(Tujuan 1):
Tulis ulang teks tentang tauhid uluhiyah, semuanya dari "Karena demikian pentingnya" sampai ke "Hamid, hal. 22)", dan tukar "dakwah" dengan "seruan".

(Dokumen Sumber):
────────────────

“Dan Aku tidaklah menciptakan jin dan manusia melainkan supaya mereka beribadah kepada-Ku.” (Adz-Dzariyat: 56)
Karena demikian pentingnya masalah ini maka dakwah semua rasul adalah dakwah kepada tauhid uluhiyah menyeru manusia untuk beribadah hanya kepada Allah ‘azza wa jalla dan mengingkari sesembahan yang lain. Allah ‘azza wa jalla berfirman:
Dan sesungguhnya Kami telah mengutus Rasul pada tiap-tiap umat (untuk menyerukan): “Sembahlah Allah (saja) dan jauhilah thaghut.” (An-Nahl: 36)
Allah ‘azza wa jalla berfirman:
Asy-Syaikh Sulaiman berkata: “Tauhid uluhiyah adalah kewajiban yang pertama dan terakhir dalam agama ini, batin dan lahirnya. Tauhid uluhiyah[1] adalah awal dakwah para rasul.” (lihat Taisirul ‘Azizil Hamid, hal. 22)

────────────────

Baris dataset tentang letak objek:
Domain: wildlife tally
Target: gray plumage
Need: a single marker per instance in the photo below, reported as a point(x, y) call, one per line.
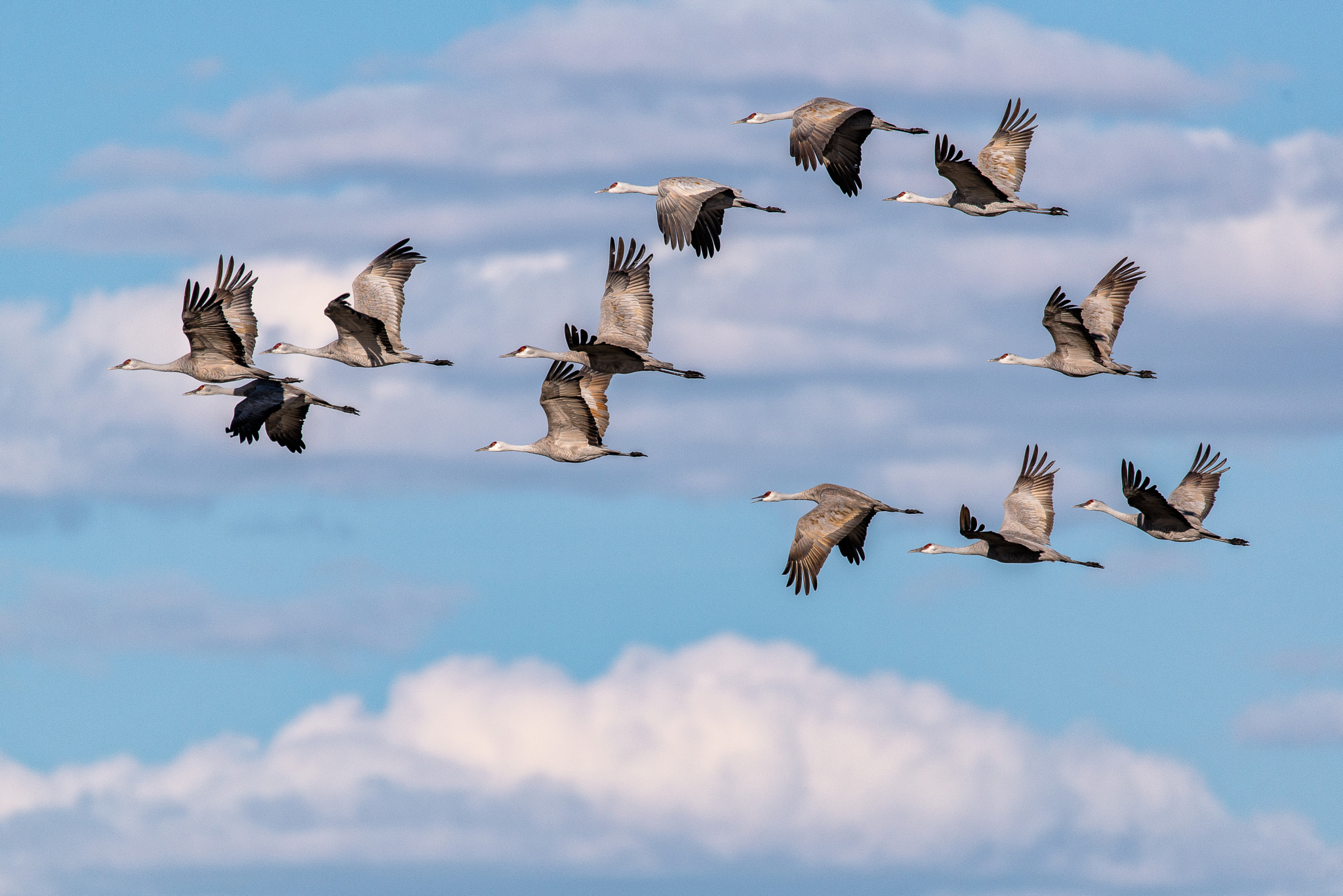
point(369, 319)
point(986, 187)
point(625, 328)
point(1181, 516)
point(281, 408)
point(1084, 338)
point(691, 210)
point(840, 518)
point(830, 132)
point(220, 328)
point(1028, 520)
point(575, 414)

────────────────

(Tujuan 2):
Saring catatan di atas dan salin setiap baris yang memuat kata "single".

(Jawaban Lengkap 1):
Karena demikian pentingnya masalah ini maka seruan semua rasul adalah seruan kepada tauhid uluhiyah menyeru manusia untuk beribadah hanya kepada Allah ‘azza wa jalla dan mengingkari sesembahan yang lain. Allah ‘azza wa jalla berfirman:
Dan sesungguhnya Kami telah mengutus Rasul pada tiap-tiap umat (untuk menyerukan): “Sembahlah Allah (saja) dan jauhilah thaghut.” (An-Nahl: 36)
Allah ‘azza wa jalla berfirman:
Asy-Syaikh Sulaiman berkata: “Tauhid uluhiyah adalah kewajiban yang pertama dan terakhir dalam agama ini, batin dan lahirnya. Tauhid uluhiyah[1] adalah awal seruan para rasul.” (lihat Taisirul ‘Azizil Hamid, hal. 22)

(Jawaban Lengkap 2):
Need: a single marker per instance in the photo below, reported as a point(x, y) call, one per line.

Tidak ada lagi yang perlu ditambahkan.